Défi 1: Dans les enregistrements, depuis la première ligne jusqu'à la ligne contenant "536;322;610;373" incluse, remplacez "wood chip" par "wood shard". Redonnez ces lignes sans rien changer d'autre.

Texte fourni:
+-------+

L’excitation de l’arrivée dans ce lieu se transforme en quelque chose de sombre, sombre, toute une descente, vers des quartiers plus « épargnés », lentement. Terminus, descente et découverte du froid et de la sensation des 4000 mètres de cette ville la plus haute du monde… Le froid, le vent, la pluie. Transport vers l’autre versant de Potosi, celui de l’histoire, de ces
glorieuses et cyniques reliques. Le vieux Potosi colonial est une merveille, l’art baroque y est né, les milliers de fortunés y ont dépensés des millions tout en faisant s’évader un trésor minéral et financier incomparable au point d’avoir rendu possible la révolution industrielle en Europe. Tant de
richesses extraites des entrailles du Cerro rico (« le Mont Riche) qu’on eut pu tendre un pont d’argent entre ses mines et Madrid, tant de morts que le
même édifice serait recouvert d’ossements. Potosi fut proclamé Ville Impériale par Charles Quint « Je suis le riche Potosi, du monde je suis le trésor, je suis le roi des monts et des rois je suis envié ».
Potosi est aujourd’hui seul au monde et son pays même tente de l’oublier.

+-------+

Enregistrements concernés:

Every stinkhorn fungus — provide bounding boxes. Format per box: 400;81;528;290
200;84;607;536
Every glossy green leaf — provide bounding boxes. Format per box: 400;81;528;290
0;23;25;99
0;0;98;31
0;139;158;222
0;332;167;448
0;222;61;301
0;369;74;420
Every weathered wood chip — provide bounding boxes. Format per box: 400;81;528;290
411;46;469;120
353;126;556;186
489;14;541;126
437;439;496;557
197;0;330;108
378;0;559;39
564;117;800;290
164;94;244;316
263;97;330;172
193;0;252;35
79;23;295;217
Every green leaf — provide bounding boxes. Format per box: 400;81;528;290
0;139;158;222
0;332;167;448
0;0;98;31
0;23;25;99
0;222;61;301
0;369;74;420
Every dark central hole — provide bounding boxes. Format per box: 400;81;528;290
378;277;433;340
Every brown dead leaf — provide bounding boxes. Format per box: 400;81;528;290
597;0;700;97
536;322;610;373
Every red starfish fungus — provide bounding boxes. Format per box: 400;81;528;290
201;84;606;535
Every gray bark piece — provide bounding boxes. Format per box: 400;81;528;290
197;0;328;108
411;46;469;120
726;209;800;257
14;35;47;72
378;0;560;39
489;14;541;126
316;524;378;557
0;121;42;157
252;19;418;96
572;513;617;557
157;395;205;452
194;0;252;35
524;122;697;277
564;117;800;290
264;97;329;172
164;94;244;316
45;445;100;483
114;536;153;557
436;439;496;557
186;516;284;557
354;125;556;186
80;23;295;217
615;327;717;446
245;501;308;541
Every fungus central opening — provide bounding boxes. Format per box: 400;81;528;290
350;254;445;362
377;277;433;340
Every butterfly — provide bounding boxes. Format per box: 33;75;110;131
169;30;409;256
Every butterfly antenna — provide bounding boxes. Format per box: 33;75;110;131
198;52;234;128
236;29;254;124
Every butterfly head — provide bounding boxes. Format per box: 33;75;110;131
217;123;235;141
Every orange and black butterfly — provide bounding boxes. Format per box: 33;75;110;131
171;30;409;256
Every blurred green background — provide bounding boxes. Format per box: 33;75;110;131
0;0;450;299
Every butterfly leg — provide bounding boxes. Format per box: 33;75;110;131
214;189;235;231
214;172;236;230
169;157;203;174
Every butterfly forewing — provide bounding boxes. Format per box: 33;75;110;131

+-------+

Défi 2: Reproduisez intégralement le texte sur Potosi, sans la moindre modification.

Sortie complète 1:
Every stinkhorn fungus — provide bounding boxes. Format per box: 400;81;528;290
200;84;607;536
Every glossy green leaf — provide bounding boxes. Format per box: 400;81;528;290
0;23;25;99
0;0;98;31
0;139;158;222
0;332;167;448
0;222;61;301
0;369;74;420
Every weathered wood shard — provide bounding boxes. Format per box: 400;81;528;290
411;46;469;120
353;126;556;186
489;14;541;126
437;439;496;557
197;0;330;108
378;0;559;39
564;117;800;290
164;94;244;316
263;97;330;172
193;0;252;35
79;23;295;217
Every green leaf — provide bounding boxes. Format per box: 400;81;528;290
0;139;158;222
0;332;167;448
0;0;98;31
0;23;25;99
0;222;61;301
0;369;74;420
Every dark central hole — provide bounding boxes. Format per box: 400;81;528;290
378;277;433;340
Every brown dead leaf — provide bounding boxes. Format per box: 400;81;528;290
597;0;700;97
536;322;610;373

Sortie complète 2:
L’excitation de l’arrivée dans ce lieu se transforme en quelque chose de sombre, sombre, toute une descente, vers des quartiers plus « épargnés », lentement. Terminus, descente et découverte du froid et de la sensation des 4000 mètres de cette ville la plus haute du monde… Le froid, le vent, la pluie. Transport vers l’autre versant de Potosi, celui de l’histoire, de ces
glorieuses et cyniques reliques. Le vieux Potosi colonial est une merveille, l’art baroque y est né, les milliers de fortunés y ont dépensés des millions tout en faisant s’évader un trésor minéral et financier incomparable au point d’avoir rendu possible la révolution industrielle en Europe. Tant de
richesses extraites des entrailles du Cerro rico (« le Mont Riche) qu’on eut pu tendre un pont d’argent entre ses mines et Madrid, tant de morts que le
même édifice serait recouvert d’ossements. Potosi fut proclamé Ville Impériale par Charles Quint « Je suis le riche Potosi, du monde je suis le trésor, je suis le roi des monts et des rois je suis envié ».
Potosi est aujourd’hui seul au monde et son pays même tente de l’oublier.